Tâche demandée:
Poursuivez la critique du roman Gagner la Guerre en reprenant juste après sa dernière phrase.

Texte du document:
◇ ◇ ◇ ◇
Mais je suis bien mauvaise langue. Car exceptés ces menus détails, hormis l’errance un brin ennuyeuse de certains chapitres (je pense en particulier à « L’exil »), et en dépit d’une construction narrative parfois hésitante due à cette fichue narration à la première personne – focalisation interne qui restreint forcément le champ de vision…l’écrivain en a parfaitement conscience, d’ailleurs, et va même jusqu’à s’en amuser : Cf. : la réflexion de Don Benvenuto, le narrateur, à ce propos P434 –, Gagner la Guerre est incontestablement un roman de fantasy comme on voudrait en lire plus souvent, qui érige le genre sur un fort joli piédestal en lui conférant toutes ses lettres de noblesse.

 

Au milieu de la galerie de personnages bigarrés qui traversent le roman, trois figures prévalent et marquent durablement le lecteur : celle de Don Benvenuto tout d’abord, en assassin acariâtre et redoutable, opiniâtre mais fidèle, à la personnalité plus complexe que ce que sa belle gueule cassée veut bien laisser paraître, tueur prodigue et prodige dont les prouesses criminelles pérenniseront la légende. Celle ensuite, de Don Ducatore, en maître des jeux ayant fait ses classes chez Machiavel, qui ourdit sous cape intrigues impossibles et complots morbides pour briguer la suprématie du pouvoir, qui déplace un à un sur l’échiquier politique du vieux royaume son armée de pions jusqu’à une victoire anticipée avec un brio tout…machiavélique. Celle, pour finir, de Ciudalia, la cité rêvée, seule fidèle au cœur de notre narrateur, seule porteuse de secrètes promesses et de rassurants repères, capitale fascinante qui ensorcelle ses habitants en les soumettant au joug de sa beauté méditerranéenne, au piment de son cosmopolitisme, et au raffinement de sa vie culturelle.
◇ ◇ ◇ ◇
Lignes de données:
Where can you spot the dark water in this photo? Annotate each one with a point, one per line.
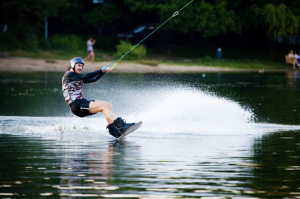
(214, 135)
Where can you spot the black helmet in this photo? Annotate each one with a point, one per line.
(75, 61)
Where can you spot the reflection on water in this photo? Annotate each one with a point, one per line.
(202, 137)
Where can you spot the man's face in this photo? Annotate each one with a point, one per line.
(78, 68)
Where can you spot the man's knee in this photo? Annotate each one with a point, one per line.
(103, 107)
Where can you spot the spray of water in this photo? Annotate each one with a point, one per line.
(166, 112)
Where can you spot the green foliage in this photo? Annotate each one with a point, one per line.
(200, 16)
(102, 14)
(279, 20)
(26, 17)
(66, 42)
(136, 54)
(9, 42)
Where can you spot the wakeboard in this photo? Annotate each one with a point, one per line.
(130, 130)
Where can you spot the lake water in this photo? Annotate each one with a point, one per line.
(204, 135)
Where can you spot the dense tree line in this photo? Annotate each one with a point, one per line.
(26, 18)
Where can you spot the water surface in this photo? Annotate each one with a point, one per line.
(212, 135)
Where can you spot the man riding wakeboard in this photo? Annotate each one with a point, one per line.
(72, 84)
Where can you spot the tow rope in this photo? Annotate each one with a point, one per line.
(120, 58)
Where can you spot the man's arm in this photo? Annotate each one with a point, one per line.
(93, 79)
(72, 76)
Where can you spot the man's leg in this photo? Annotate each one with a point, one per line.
(104, 107)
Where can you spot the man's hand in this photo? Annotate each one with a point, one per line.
(107, 70)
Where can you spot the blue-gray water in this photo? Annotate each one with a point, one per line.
(212, 135)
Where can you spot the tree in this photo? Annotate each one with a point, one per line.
(26, 16)
(280, 21)
(200, 16)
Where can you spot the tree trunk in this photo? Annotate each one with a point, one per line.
(164, 42)
(270, 42)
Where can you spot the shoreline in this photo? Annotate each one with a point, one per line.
(19, 64)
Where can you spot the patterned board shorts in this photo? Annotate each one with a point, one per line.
(81, 107)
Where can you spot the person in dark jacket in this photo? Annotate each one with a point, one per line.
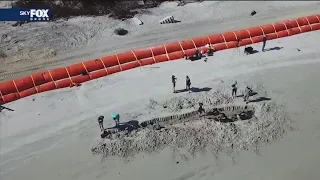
(116, 118)
(188, 84)
(210, 51)
(234, 89)
(174, 81)
(100, 121)
(264, 41)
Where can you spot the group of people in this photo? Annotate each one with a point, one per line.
(174, 82)
(246, 95)
(115, 117)
(198, 55)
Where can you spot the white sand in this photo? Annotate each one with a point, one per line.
(49, 136)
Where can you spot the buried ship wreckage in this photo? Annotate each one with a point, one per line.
(226, 114)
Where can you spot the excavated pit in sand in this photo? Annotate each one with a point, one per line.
(198, 134)
(220, 114)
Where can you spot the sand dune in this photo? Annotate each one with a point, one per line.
(51, 135)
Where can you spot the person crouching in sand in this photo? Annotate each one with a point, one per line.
(116, 118)
(100, 121)
(188, 84)
(234, 89)
(174, 81)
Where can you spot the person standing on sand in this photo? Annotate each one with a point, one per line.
(100, 121)
(264, 41)
(116, 118)
(188, 84)
(174, 81)
(246, 96)
(234, 89)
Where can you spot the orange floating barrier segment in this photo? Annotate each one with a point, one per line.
(81, 72)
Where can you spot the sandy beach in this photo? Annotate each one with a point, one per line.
(51, 135)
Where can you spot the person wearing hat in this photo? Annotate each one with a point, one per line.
(100, 121)
(247, 94)
(116, 118)
(188, 84)
(174, 81)
(264, 41)
(234, 89)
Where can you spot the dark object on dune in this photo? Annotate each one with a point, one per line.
(121, 31)
(249, 50)
(3, 108)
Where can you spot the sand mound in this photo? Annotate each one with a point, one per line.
(200, 134)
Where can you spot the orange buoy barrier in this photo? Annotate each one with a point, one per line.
(76, 74)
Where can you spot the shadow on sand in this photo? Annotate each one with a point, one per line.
(259, 99)
(129, 126)
(194, 89)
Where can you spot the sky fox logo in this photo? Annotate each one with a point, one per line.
(36, 14)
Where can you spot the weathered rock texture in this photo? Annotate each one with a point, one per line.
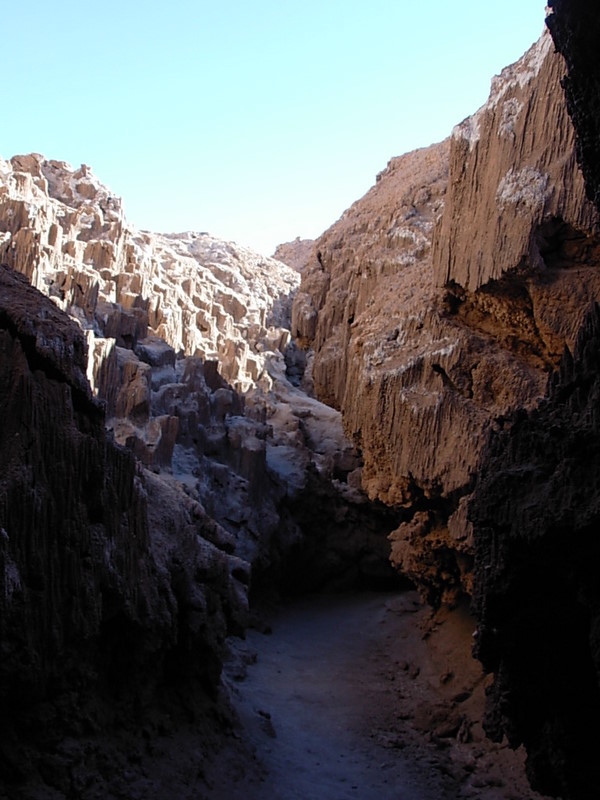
(65, 231)
(441, 300)
(536, 516)
(574, 27)
(295, 254)
(113, 609)
(176, 326)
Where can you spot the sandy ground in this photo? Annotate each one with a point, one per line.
(361, 696)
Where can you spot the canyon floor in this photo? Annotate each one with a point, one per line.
(361, 696)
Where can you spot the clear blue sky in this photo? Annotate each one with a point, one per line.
(255, 120)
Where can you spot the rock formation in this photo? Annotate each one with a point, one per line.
(139, 512)
(535, 513)
(129, 554)
(102, 613)
(295, 254)
(67, 233)
(427, 330)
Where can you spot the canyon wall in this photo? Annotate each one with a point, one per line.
(441, 301)
(162, 468)
(114, 603)
(536, 514)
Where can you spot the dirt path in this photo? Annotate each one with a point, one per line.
(364, 697)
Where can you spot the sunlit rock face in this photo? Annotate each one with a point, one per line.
(441, 300)
(140, 515)
(102, 613)
(67, 233)
(513, 174)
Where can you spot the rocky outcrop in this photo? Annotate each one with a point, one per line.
(295, 254)
(574, 27)
(509, 178)
(427, 330)
(536, 512)
(535, 515)
(114, 607)
(67, 233)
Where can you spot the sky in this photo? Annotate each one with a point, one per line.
(257, 121)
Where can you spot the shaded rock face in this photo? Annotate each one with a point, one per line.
(441, 301)
(127, 558)
(107, 602)
(536, 516)
(575, 28)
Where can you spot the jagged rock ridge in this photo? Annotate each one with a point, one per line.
(427, 330)
(102, 614)
(535, 512)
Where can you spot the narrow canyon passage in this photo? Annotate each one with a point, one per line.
(320, 704)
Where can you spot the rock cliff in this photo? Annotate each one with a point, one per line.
(162, 467)
(67, 233)
(110, 605)
(535, 513)
(427, 330)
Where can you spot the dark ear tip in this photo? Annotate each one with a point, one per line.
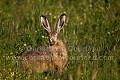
(43, 16)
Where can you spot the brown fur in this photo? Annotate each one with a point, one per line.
(53, 57)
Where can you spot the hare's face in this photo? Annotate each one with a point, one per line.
(53, 34)
(53, 38)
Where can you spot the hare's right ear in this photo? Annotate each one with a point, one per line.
(46, 24)
(60, 23)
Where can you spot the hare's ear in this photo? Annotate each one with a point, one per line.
(60, 23)
(46, 24)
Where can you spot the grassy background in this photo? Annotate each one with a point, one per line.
(90, 23)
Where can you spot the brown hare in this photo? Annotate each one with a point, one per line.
(51, 57)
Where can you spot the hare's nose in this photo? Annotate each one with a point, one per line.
(52, 42)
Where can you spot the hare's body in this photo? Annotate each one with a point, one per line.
(52, 57)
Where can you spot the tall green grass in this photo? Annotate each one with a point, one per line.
(92, 29)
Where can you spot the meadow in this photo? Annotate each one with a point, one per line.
(91, 35)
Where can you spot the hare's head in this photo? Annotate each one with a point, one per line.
(53, 34)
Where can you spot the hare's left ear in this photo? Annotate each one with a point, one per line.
(60, 23)
(46, 24)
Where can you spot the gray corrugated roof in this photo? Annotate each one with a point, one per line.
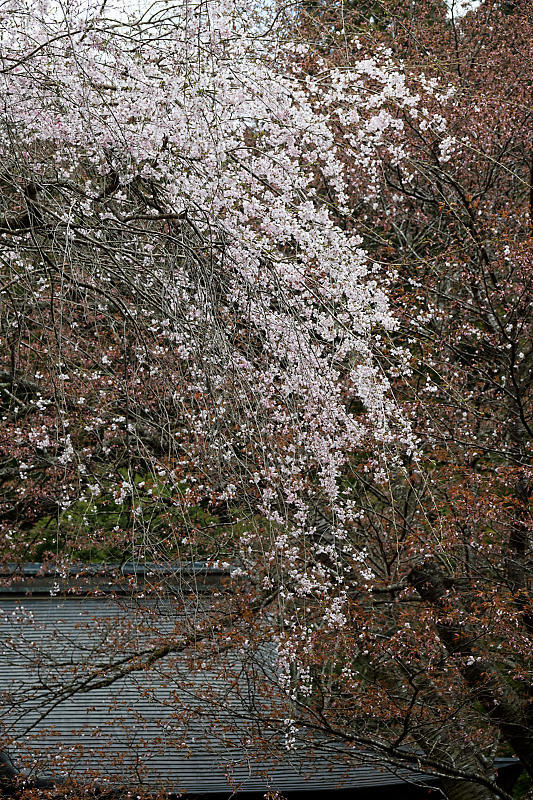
(154, 726)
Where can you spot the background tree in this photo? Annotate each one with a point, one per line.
(203, 363)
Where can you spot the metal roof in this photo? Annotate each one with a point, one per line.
(162, 727)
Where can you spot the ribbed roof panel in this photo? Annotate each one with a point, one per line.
(153, 726)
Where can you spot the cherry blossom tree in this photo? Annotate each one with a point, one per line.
(253, 293)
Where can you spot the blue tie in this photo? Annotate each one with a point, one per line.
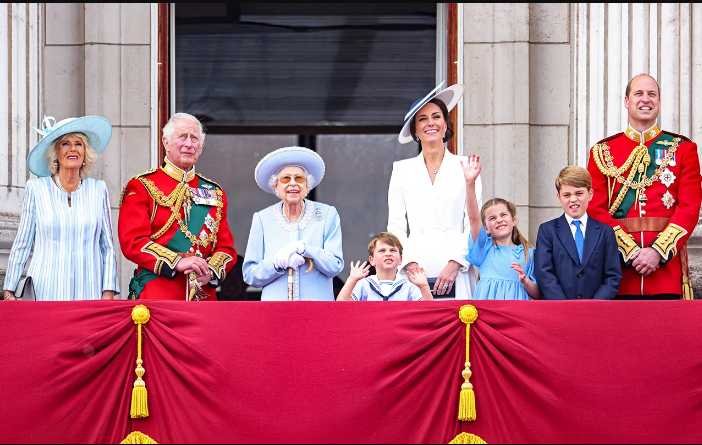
(579, 239)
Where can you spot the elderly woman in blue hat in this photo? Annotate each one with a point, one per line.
(294, 249)
(65, 217)
(427, 198)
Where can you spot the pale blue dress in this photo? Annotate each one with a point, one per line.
(73, 252)
(319, 227)
(498, 281)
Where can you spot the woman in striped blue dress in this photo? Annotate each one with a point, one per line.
(66, 217)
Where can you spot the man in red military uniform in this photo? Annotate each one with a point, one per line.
(648, 187)
(173, 223)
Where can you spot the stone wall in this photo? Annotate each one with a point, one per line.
(95, 60)
(545, 81)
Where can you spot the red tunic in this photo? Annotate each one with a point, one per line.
(677, 201)
(151, 236)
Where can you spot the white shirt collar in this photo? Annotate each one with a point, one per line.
(583, 221)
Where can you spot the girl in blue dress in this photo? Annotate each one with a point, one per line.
(504, 257)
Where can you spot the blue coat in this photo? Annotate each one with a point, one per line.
(319, 227)
(558, 270)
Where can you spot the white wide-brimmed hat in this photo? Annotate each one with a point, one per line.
(97, 129)
(450, 96)
(277, 160)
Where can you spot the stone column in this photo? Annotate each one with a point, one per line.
(20, 103)
(517, 104)
(95, 60)
(118, 87)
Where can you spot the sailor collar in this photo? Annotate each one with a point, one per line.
(648, 135)
(176, 173)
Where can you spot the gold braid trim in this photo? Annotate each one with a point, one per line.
(162, 255)
(640, 159)
(667, 239)
(466, 438)
(626, 243)
(137, 437)
(172, 201)
(218, 263)
(211, 238)
(124, 189)
(208, 180)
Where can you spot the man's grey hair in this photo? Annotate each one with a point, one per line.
(273, 181)
(169, 128)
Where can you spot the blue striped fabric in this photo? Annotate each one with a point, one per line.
(74, 256)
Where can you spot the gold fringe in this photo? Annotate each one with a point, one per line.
(465, 438)
(140, 406)
(136, 437)
(466, 407)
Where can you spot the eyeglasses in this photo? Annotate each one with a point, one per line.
(299, 179)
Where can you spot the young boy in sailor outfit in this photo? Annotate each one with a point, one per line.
(385, 254)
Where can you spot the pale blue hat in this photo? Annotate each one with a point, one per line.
(97, 129)
(277, 160)
(450, 96)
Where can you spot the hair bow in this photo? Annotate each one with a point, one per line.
(46, 126)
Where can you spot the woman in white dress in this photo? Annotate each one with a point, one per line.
(66, 217)
(427, 199)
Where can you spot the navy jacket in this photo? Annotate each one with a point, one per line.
(558, 270)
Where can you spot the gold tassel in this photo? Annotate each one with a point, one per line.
(137, 437)
(466, 407)
(140, 407)
(687, 289)
(466, 438)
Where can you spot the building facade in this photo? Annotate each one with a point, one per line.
(543, 83)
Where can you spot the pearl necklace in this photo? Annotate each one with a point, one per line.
(286, 213)
(58, 183)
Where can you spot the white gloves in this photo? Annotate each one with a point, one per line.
(296, 260)
(290, 256)
(299, 246)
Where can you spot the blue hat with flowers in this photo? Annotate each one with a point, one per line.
(97, 129)
(450, 96)
(277, 160)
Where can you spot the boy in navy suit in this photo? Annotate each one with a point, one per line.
(576, 256)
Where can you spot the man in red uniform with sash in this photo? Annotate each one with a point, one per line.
(173, 223)
(648, 187)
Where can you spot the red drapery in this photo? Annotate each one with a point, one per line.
(581, 371)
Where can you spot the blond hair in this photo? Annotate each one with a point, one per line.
(517, 238)
(386, 237)
(89, 157)
(574, 176)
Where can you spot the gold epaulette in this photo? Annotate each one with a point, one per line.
(626, 243)
(666, 241)
(208, 180)
(609, 138)
(684, 138)
(124, 189)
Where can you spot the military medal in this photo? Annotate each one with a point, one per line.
(667, 177)
(668, 200)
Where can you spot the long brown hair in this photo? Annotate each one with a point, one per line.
(517, 237)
◇ ◇ ◇ ◇
Résultat:
 

Il y a de la magie, dans ce roman. De  la magie, avec de vrais magiciens. Il y a aussi des barbares. Et même des elfes. Et une princesse pimbêche autoglotte qu’on se ferait un plaisir d’abandonner à un distributeur de baffes automatiques. Il y a aussi de fortes thématiques qui supportent la trame complexe de l’intrigue : celle, pour ne citer qu’elle, de la relation maître / esclave caractérisant la relation de Don Benvenuto et du podestat Ducatore, relation peut-être héritée de la lointaine soumission du valet à son maître dans la comédie italienne… Allez savoir.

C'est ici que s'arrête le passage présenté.